## Exercise prompt
List all lines in the material below that contain "carved".

____________________

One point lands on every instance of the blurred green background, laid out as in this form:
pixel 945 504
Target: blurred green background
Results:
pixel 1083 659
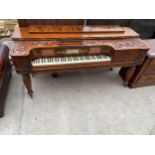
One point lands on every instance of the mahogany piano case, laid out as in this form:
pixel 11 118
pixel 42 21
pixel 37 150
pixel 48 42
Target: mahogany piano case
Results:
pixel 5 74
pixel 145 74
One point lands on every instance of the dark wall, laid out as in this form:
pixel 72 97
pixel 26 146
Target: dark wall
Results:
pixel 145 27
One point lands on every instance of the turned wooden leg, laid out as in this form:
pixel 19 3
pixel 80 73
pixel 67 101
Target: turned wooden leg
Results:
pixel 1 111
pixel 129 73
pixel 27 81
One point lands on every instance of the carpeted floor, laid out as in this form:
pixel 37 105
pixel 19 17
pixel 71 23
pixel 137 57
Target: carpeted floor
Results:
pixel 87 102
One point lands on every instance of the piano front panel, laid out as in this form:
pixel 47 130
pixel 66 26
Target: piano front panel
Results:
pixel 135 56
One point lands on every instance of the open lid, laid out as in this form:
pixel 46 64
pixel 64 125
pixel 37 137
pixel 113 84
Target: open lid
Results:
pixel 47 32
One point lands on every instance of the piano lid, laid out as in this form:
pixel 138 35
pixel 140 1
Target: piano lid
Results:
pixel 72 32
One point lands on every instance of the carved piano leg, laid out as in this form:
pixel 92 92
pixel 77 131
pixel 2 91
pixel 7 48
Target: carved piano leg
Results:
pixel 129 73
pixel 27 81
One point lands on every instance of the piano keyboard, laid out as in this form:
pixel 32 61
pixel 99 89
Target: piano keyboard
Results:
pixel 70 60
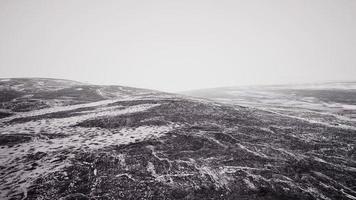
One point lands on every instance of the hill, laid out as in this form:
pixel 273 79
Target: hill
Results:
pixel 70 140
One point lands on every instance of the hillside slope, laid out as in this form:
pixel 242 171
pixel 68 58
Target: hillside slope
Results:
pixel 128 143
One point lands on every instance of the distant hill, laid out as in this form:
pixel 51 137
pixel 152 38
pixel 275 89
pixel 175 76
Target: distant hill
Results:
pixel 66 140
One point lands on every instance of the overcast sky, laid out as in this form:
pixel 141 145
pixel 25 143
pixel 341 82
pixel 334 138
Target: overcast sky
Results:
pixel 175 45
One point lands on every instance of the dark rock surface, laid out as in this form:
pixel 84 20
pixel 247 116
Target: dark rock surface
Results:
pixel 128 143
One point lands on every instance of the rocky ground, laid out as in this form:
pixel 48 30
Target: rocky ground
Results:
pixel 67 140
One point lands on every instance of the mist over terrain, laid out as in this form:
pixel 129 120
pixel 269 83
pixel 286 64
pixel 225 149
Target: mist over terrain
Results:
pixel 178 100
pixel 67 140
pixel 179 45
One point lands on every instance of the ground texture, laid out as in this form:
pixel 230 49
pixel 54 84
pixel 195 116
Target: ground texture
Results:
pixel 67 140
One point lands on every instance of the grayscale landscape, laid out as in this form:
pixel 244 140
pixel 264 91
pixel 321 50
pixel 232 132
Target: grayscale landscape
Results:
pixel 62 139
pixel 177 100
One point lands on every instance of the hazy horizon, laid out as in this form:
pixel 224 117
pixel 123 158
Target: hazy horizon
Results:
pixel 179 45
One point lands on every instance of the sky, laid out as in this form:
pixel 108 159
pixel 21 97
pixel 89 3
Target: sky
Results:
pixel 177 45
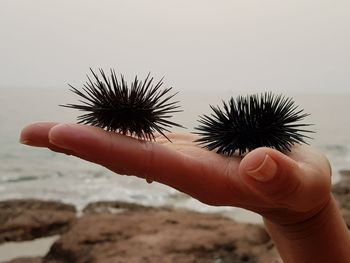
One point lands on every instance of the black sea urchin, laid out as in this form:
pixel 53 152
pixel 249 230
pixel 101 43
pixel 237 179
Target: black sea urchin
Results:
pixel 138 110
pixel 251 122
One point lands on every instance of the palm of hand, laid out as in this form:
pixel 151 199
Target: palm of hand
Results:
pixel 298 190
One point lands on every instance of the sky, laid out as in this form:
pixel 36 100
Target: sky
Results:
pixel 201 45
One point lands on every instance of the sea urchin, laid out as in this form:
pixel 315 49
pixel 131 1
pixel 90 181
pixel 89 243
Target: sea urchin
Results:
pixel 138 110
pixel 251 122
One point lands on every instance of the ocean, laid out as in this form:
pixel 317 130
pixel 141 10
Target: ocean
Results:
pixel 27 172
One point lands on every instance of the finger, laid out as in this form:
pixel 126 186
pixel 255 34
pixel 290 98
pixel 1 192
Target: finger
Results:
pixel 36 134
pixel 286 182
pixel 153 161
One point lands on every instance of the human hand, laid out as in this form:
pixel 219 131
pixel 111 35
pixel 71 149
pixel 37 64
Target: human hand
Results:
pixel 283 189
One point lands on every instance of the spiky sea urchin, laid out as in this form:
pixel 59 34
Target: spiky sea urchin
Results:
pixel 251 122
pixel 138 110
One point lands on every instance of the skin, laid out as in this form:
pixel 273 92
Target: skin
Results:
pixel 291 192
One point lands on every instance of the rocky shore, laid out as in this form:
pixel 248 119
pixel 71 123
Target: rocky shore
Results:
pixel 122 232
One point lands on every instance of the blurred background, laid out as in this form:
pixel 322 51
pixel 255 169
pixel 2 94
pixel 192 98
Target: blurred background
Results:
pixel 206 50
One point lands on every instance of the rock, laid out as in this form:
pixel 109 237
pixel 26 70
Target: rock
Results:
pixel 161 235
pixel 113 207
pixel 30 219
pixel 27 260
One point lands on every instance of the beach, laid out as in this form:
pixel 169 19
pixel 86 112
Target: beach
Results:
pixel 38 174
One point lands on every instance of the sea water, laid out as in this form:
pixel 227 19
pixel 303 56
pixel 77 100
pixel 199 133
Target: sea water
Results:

____________________

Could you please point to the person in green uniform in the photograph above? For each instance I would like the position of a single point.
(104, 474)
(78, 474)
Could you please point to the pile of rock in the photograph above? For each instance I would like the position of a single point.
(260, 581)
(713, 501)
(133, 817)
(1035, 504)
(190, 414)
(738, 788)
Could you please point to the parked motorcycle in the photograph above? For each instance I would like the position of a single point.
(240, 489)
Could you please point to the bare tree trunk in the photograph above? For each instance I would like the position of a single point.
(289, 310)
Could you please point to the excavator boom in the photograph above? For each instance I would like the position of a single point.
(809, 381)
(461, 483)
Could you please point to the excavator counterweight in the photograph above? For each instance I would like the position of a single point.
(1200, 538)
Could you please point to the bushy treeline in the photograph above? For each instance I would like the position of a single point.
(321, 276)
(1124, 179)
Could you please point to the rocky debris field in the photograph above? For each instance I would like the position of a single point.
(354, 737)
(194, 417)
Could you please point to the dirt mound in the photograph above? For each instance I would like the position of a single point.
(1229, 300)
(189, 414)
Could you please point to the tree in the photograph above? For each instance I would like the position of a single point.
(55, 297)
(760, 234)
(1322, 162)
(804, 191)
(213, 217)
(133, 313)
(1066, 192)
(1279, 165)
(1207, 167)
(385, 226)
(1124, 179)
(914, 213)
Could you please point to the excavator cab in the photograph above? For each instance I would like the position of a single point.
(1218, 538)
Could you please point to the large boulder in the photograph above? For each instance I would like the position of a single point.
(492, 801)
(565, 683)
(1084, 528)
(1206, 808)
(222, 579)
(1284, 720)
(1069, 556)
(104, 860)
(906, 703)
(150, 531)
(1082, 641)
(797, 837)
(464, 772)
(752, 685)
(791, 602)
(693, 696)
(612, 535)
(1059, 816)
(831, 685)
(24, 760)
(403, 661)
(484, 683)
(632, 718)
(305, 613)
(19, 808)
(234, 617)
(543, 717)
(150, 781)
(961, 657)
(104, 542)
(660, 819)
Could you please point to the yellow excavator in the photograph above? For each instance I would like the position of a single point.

____________________

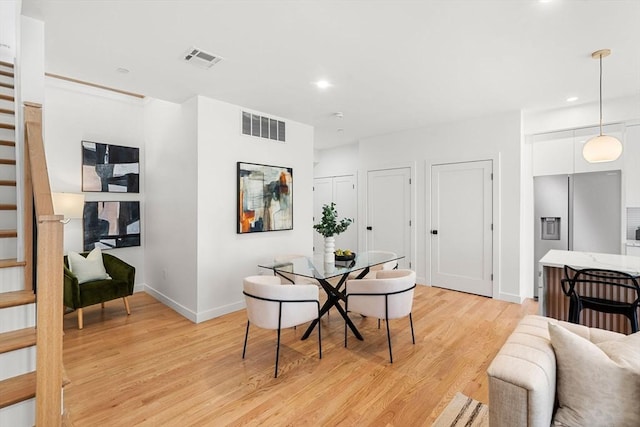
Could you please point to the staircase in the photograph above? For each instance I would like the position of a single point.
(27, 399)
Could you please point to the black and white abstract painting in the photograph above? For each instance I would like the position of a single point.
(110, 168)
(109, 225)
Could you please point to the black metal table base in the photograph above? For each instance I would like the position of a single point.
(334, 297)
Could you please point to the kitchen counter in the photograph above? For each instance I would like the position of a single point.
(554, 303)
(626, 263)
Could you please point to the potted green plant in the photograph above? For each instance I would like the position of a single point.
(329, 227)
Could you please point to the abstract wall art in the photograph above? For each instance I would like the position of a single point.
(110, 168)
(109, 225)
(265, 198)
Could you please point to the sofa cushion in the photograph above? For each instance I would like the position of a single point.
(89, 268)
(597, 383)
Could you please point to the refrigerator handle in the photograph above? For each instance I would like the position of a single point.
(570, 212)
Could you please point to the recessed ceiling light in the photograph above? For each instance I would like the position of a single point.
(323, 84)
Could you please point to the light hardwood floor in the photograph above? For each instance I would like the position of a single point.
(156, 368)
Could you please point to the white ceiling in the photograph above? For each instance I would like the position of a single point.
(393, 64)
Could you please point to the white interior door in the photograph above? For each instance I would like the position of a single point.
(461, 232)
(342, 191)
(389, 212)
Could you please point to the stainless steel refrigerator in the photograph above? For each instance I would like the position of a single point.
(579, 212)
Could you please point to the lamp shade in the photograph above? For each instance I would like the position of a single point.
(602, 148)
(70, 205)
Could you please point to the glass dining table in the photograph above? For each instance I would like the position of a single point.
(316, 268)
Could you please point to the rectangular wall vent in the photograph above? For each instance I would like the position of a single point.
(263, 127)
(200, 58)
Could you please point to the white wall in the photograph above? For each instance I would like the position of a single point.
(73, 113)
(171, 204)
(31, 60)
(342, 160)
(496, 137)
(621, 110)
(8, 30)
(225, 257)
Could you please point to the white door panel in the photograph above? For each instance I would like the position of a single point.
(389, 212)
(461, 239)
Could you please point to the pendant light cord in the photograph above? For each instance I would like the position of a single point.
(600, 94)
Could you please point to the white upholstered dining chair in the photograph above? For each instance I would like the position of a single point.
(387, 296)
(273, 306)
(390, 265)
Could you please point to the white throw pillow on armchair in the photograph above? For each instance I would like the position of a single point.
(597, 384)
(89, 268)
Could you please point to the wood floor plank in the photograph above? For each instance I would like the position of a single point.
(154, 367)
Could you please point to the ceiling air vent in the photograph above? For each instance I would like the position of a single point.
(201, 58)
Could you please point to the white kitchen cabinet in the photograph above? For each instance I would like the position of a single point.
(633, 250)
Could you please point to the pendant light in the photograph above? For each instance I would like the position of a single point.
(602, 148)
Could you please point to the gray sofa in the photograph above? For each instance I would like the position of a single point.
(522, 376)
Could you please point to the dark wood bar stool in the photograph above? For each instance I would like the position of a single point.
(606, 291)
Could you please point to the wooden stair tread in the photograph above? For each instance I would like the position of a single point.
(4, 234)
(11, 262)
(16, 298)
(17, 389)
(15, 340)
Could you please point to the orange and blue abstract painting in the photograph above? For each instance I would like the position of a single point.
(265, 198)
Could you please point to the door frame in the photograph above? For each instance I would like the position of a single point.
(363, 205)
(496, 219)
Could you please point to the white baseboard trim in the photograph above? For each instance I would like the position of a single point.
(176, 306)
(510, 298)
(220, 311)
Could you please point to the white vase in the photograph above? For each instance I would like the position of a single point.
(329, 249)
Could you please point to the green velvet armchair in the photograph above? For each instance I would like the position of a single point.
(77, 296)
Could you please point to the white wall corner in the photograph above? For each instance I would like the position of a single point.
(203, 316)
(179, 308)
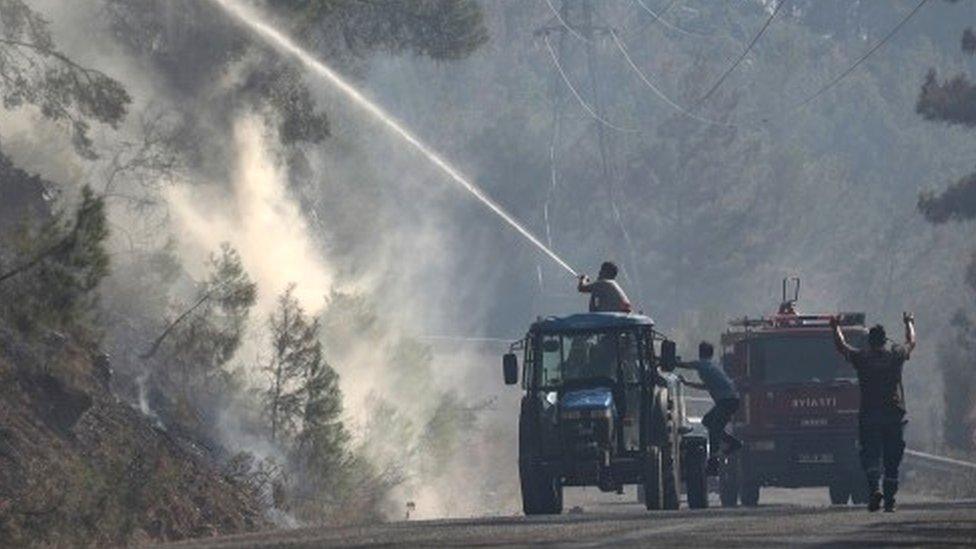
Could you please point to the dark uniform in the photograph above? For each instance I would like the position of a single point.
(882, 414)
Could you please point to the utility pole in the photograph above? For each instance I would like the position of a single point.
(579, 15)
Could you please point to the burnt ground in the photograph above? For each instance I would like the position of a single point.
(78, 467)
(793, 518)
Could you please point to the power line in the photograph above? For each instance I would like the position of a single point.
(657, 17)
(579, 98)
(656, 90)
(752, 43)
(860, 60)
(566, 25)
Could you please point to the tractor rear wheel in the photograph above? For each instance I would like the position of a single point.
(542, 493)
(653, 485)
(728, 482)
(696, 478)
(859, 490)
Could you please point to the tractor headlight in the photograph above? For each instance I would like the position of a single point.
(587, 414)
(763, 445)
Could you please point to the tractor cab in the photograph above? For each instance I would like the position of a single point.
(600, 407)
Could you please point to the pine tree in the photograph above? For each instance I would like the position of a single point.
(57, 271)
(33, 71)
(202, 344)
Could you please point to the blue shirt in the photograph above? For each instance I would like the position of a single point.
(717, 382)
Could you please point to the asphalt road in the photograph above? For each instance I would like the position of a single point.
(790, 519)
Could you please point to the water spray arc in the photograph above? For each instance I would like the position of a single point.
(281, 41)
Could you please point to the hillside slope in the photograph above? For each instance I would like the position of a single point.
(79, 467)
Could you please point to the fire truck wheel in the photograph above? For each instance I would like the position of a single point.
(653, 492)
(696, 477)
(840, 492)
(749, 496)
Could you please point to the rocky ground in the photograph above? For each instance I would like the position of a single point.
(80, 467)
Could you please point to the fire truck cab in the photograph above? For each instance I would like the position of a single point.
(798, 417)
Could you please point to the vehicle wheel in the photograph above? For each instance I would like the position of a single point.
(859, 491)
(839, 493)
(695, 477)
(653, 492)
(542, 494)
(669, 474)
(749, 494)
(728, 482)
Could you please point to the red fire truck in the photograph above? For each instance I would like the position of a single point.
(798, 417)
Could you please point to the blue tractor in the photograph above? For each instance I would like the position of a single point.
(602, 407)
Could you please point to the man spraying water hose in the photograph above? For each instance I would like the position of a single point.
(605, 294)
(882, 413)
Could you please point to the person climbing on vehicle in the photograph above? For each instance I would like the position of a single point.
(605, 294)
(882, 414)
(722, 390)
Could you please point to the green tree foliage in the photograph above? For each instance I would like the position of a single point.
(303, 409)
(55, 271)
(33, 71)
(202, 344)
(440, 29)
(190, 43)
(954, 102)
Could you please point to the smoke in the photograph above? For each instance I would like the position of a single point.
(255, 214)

____________________

## Answer section
One point lands on every instance of the carved piano leg, laid out as in this form:
Target: carved piano leg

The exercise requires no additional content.